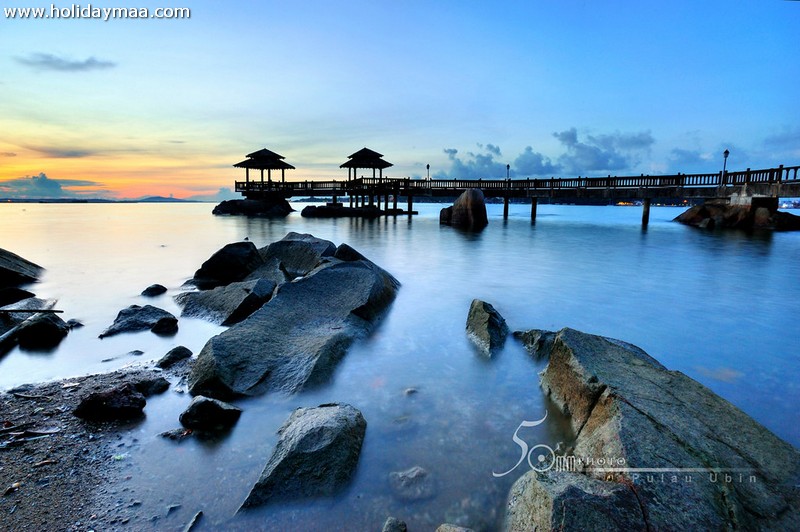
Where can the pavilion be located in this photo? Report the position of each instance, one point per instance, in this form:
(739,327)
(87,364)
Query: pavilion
(365,158)
(264,159)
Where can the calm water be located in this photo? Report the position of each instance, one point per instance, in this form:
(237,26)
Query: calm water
(722,308)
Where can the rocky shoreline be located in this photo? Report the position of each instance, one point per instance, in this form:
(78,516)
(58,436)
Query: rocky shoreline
(298,304)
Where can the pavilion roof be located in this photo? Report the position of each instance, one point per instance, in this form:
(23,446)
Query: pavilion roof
(366,158)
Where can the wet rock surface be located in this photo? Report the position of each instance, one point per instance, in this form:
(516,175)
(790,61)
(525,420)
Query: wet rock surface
(316,455)
(136,318)
(298,337)
(627,407)
(467,212)
(486,328)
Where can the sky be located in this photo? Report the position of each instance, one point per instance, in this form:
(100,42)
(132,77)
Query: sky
(125,108)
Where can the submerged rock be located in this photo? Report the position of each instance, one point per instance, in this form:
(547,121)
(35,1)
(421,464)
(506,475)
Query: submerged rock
(298,337)
(173,356)
(42,331)
(205,413)
(724,470)
(136,318)
(154,290)
(122,402)
(14,270)
(228,304)
(467,212)
(486,327)
(316,455)
(270,207)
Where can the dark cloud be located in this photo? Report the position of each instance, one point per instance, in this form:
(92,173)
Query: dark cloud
(531,163)
(474,165)
(41,186)
(41,61)
(601,153)
(62,153)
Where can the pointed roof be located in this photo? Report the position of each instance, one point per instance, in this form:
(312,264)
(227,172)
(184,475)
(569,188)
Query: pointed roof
(264,159)
(366,158)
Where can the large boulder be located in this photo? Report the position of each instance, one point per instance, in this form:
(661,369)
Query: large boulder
(231,263)
(42,331)
(270,207)
(486,327)
(316,455)
(692,460)
(298,253)
(136,318)
(121,402)
(467,212)
(298,336)
(14,270)
(227,304)
(205,413)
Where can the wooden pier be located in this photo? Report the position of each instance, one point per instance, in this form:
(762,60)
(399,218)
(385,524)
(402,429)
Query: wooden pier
(736,187)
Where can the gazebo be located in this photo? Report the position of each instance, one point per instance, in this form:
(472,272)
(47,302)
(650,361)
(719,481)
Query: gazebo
(264,159)
(365,158)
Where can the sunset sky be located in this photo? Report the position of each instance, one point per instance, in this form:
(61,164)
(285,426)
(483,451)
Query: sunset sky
(127,108)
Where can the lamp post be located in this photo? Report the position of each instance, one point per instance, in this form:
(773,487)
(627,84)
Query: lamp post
(724,164)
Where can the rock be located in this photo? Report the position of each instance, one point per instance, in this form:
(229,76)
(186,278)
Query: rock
(414,484)
(154,290)
(570,501)
(42,331)
(14,270)
(298,253)
(486,327)
(537,342)
(467,212)
(299,336)
(12,294)
(627,408)
(149,386)
(227,304)
(454,528)
(394,525)
(122,402)
(316,455)
(271,207)
(720,215)
(173,356)
(232,263)
(136,318)
(205,413)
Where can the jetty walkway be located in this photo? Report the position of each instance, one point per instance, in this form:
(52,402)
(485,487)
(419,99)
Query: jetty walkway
(752,187)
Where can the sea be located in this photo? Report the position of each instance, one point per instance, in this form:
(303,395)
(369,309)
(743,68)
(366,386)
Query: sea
(721,307)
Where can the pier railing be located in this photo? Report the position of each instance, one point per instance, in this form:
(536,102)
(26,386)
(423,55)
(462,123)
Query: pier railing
(529,186)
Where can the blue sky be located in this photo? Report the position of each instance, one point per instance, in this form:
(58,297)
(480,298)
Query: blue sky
(132,107)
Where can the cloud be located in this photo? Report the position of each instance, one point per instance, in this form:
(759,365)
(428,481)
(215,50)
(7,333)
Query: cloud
(61,153)
(41,186)
(531,163)
(39,61)
(474,165)
(601,153)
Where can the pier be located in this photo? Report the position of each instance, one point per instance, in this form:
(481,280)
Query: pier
(762,187)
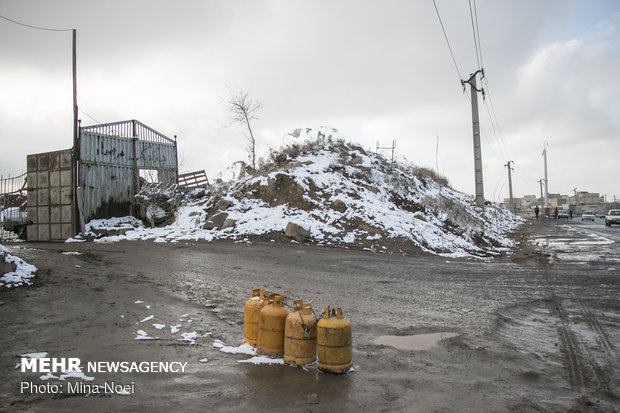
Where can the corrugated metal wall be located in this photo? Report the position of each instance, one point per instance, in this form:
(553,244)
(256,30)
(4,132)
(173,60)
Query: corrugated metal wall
(50,196)
(109,166)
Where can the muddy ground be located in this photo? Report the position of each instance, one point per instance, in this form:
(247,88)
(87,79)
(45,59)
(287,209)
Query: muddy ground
(535,333)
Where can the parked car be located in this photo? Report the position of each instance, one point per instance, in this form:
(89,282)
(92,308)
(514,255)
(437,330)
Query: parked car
(15,219)
(613,217)
(588,215)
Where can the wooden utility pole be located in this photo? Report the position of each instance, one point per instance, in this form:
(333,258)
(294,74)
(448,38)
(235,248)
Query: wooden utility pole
(512,208)
(75,111)
(540,181)
(546,181)
(476,129)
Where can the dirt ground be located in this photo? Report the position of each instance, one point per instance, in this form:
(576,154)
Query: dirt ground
(534,333)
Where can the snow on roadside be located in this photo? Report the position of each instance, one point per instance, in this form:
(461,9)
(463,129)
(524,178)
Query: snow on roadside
(22,274)
(381,203)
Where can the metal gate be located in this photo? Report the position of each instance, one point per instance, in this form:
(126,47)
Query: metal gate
(13,207)
(50,196)
(110,160)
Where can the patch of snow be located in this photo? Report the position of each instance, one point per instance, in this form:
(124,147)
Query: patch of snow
(262,360)
(244,348)
(142,335)
(397,202)
(147,318)
(75,375)
(23,273)
(189,337)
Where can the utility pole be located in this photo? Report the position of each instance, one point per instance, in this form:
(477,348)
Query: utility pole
(510,185)
(546,181)
(75,111)
(388,147)
(540,181)
(476,129)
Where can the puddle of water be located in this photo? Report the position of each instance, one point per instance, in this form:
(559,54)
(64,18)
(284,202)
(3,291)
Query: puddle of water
(416,342)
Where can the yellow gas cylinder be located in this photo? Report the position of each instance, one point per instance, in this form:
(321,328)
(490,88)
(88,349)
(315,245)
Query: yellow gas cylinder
(300,335)
(271,327)
(334,343)
(251,315)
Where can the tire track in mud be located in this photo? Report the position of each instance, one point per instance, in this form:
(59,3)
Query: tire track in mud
(602,336)
(584,373)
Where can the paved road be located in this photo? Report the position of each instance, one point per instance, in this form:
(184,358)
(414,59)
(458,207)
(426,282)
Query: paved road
(535,331)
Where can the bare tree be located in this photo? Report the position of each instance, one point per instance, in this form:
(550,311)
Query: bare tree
(244,108)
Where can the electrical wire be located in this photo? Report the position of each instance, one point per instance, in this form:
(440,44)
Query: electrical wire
(477,32)
(35,27)
(473,28)
(87,115)
(447,41)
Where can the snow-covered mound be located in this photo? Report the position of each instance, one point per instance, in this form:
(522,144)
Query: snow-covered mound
(337,194)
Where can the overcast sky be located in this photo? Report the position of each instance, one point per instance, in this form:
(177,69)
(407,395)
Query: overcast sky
(377,71)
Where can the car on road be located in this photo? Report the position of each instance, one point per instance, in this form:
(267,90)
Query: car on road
(588,215)
(613,217)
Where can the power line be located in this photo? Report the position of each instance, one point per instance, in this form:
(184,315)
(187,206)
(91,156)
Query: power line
(35,27)
(87,115)
(473,28)
(477,31)
(447,41)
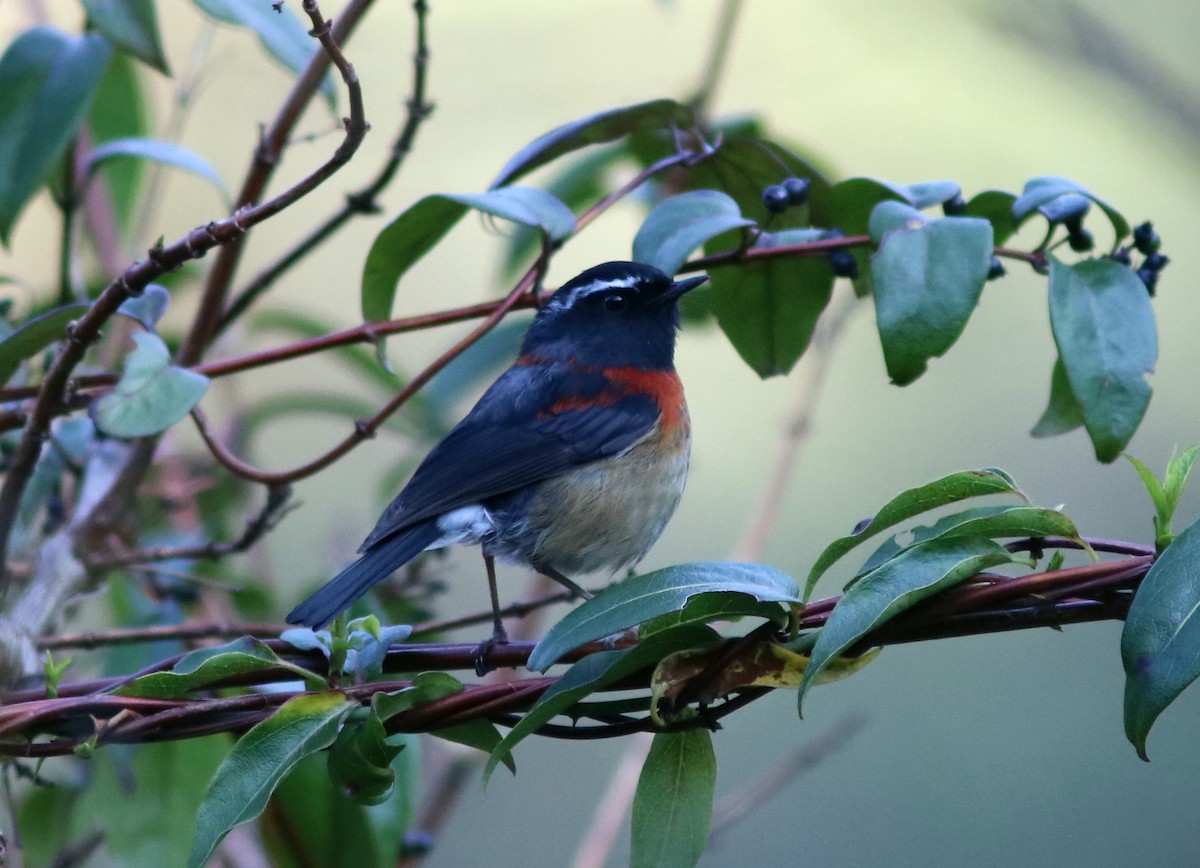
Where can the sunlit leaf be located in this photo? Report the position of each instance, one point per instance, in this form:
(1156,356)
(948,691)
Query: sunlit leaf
(897,585)
(652,594)
(151,394)
(673,802)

• • • • •

Stated goal
Each entry should be repeated exactly as it appears; the pictures stay out.

Result of this task
Where can the pavilion be located in this photo? Report the position of each instance, one point per instance, in this form:
(739,327)
(87,364)
Query: pavilion
(365,158)
(264,159)
Where can the calm water be located in this photo? Report the position of each instance, one point per instance, in this form:
(237,26)
Query: calm water
(722,308)
Where can the rocky shoreline be located in this photo? Report the position of each instance, one point per instance, in this form:
(78,516)
(58,436)
Query: rocky shoreline
(298,304)
Where can the pavilion roof be located in this photo? Report the position of each instance, one point per instance, in this form:
(23,446)
Query: pavilion roof
(366,158)
Where can the wet rock surface be located in this photo? Report the position of each instance, one point per instance, in this form:
(516,175)
(790,61)
(525,420)
Query: wet rock surface
(316,455)
(136,318)
(298,337)
(627,407)
(467,212)
(486,328)
Where can the sky be located in this photo? Report the position of each instance, one point per instance, in this form:
(100,42)
(132,77)
Query: sky
(125,108)
Where can the submerged rock be located in this photo? Report the position of each instance, one point per instance, in this form:
(547,121)
(35,1)
(421,464)
(506,475)
Query: submerged rock
(298,337)
(173,356)
(42,331)
(205,413)
(724,470)
(136,318)
(154,290)
(122,402)
(14,270)
(228,304)
(467,212)
(486,327)
(316,455)
(270,207)
Where can the dark cloud be located in this photo? Report the position of each instance, one point per instance, in this form:
(92,173)
Query: dark cloud
(531,163)
(474,165)
(41,186)
(41,61)
(601,153)
(62,153)
Where can the pointed roof be located in this photo? Report the position of each instance, one point per instance, in this form:
(312,264)
(227,172)
(184,475)
(569,188)
Query: pointed roof
(264,159)
(366,158)
Where can the large boulder be located in this photo? Report the position of each instance, one point per instance, in this form:
(661,369)
Query: large boulder
(231,263)
(42,331)
(270,207)
(486,327)
(316,455)
(692,460)
(298,253)
(136,318)
(121,402)
(467,212)
(298,336)
(14,270)
(227,304)
(205,413)
Where can the wooden pier be located in this photo? Report the position of each instance, one point per instance, in this form:
(762,60)
(399,218)
(385,524)
(402,429)
Query: wooden pier
(736,187)
Where can the gazebo be located in this photo? Report the position of each instance, one point per instance, in this form:
(472,272)
(47,302)
(650,361)
(719,481)
Query: gazebo
(264,159)
(365,158)
Where can the sunset sky be located in this photo? Report the position of each instance, one point per instance, in this form:
(61,164)
(285,426)
(483,451)
Query: sunset sky
(127,108)
Where can the lamp post be located in this photo? Report the position of each instance, one point per instance, in this form:
(773,487)
(627,84)
Query: lamp post
(724,164)
Where can the rock be located in this photo? Report the position of each instance, one point per instance, in this form:
(229,76)
(186,278)
Query: rock
(414,484)
(154,290)
(570,501)
(42,331)
(14,270)
(298,253)
(486,327)
(537,342)
(467,212)
(299,336)
(12,294)
(627,408)
(149,386)
(227,304)
(454,528)
(394,525)
(122,402)
(316,455)
(271,207)
(720,215)
(173,356)
(232,263)
(136,318)
(205,413)
Where can the jetty walkway be located in this photo? Report the position of each instance, one point per instance, in this form:
(52,402)
(485,487)
(419,99)
Query: jetty walkway
(752,187)
Where can the sea be located in this photo? Report the position of each instance, one point per instance, in this form:
(303,395)
(369,309)
(743,68)
(366,386)
Query: sea
(721,307)
Where can the pier railing be located in this photo? Report the position of each instance, one point per instance, in this form:
(536,102)
(26,386)
(423,55)
(462,123)
Query: pier railing
(529,186)
Where can the blue sky be located in this photo? Report the position of each instance, one point per instance, in this form:
(58,297)
(480,298)
Query: blue sky
(132,107)
Where can the cloud be located in this photo? Report the position of each instance, one point per instance, in this form:
(759,365)
(428,481)
(215,50)
(7,333)
Query: cloud
(61,153)
(41,186)
(531,163)
(39,61)
(474,165)
(601,153)
Where can the pier be located in this photo? Report the position of each instance, one point per instance, in this form:
(481,280)
Query: pier
(762,187)
Where can the corrugated metal wall be located in this photo? Report the position of each instance, one point per instance, in this form:
(553,244)
(256,30)
(4,132)
(173,60)
Query: corrugated metal wall
(50,196)
(109,166)
Where can the muddy ground be located in this photo? Report the position of each instance, one point per instance, in this form:
(247,88)
(87,79)
(45,59)
(287,209)
Query: muddy ground
(535,333)
Where can the parked car be located in this photo? Report the position of each instance, one point per instance, in this form:
(89,282)
(92,308)
(514,255)
(437,330)
Query: parked car
(15,219)
(613,217)
(588,215)
Where can the wooden utility pole be located in this photo? Report the position of each instance, one point per instance, in this form:
(333,258)
(294,74)
(448,38)
(235,248)
Query: wooden utility pole
(512,208)
(75,111)
(540,181)
(546,181)
(476,129)
Where can the dirt ground be located in this photo? Report the position of each instance, one point per instance, in this form:
(576,154)
Query: dirt ground
(534,333)
Where can the snow on roadside be located in this photo? Report the position of each instance, one point per instance, in this form:
(461,9)
(463,129)
(524,178)
Query: snow on roadside
(22,274)
(381,203)
Where can the metal gate be located in this photo? Report the position of each instance, one point per instance, in this form:
(126,47)
Query: metal gate
(13,207)
(50,196)
(110,160)
Where can the patch of snow be located in this photo? Report the position of each instance, one point per instance, in this form:
(124,147)
Query: patch of snow
(262,360)
(244,348)
(142,335)
(397,202)
(147,318)
(75,375)
(23,273)
(189,337)
Where can the utility pole be located in this photo? Report the position of each instance, one point per instance, in this form:
(477,348)
Query: utility pole
(510,185)
(546,181)
(75,111)
(388,147)
(540,181)
(476,129)
Where can the puddle of water be located in this photo? Report the position of each instance, one point per instance, in this form:
(559,54)
(64,18)
(284,202)
(3,291)
Query: puddle of water
(416,342)
Where can the yellow gas cylinder be located in this photo? Report the position of each instance, one point per instance, in this form:
(321,328)
(490,88)
(88,349)
(315,245)
Query: yellow gas cylinder
(300,335)
(271,327)
(334,343)
(251,315)
Where can the tire track in mud be located in this photo? Report the position of each instance, one point per instance, in this form:
(59,3)
Query: tire track in mud
(602,336)
(584,373)
Where can the paved road be located in this photo? Report the position of each instance, one point per instance, in this form:
(184,358)
(414,59)
(458,207)
(426,282)
Query: paved road
(535,331)
Where can the bare tree be located in this photo? Report the position of each instance, one point per instance, in this form:
(550,311)
Query: bare tree
(244,108)
Where can the electrical wire be located in this photo? Report the position of each instance, one point per instance, in this form:
(440,44)
Query: electrical wire
(477,32)
(35,27)
(473,28)
(87,115)
(447,41)
Where can the snow-covered mound be located in this photo? Report the position of each instance, one point per instance, in this form:
(522,144)
Query: snow-covered mound
(337,194)
Where can the overcast sky be located in this photo? Report the position of each instance, one point per instance, in this form:
(177,69)
(407,395)
Query: overcast sky
(377,71)
Where can the car on road be located in this photo? Report the position of each instance, one point per instance, in this form:
(267,90)
Query: car on road
(588,215)
(613,217)
Where can the power line be located in this photo? Report the position of each instance, one point per instance, in this form:
(184,315)
(187,206)
(91,156)
Query: power line
(35,27)
(87,115)
(473,28)
(477,31)
(447,41)
Where can the sunlit leaf be located in this photo? Report the position of each instance, one point per instance, in this form:
(1156,356)
(948,691)
Query: sunlit leaf
(897,585)
(652,594)
(151,394)
(673,802)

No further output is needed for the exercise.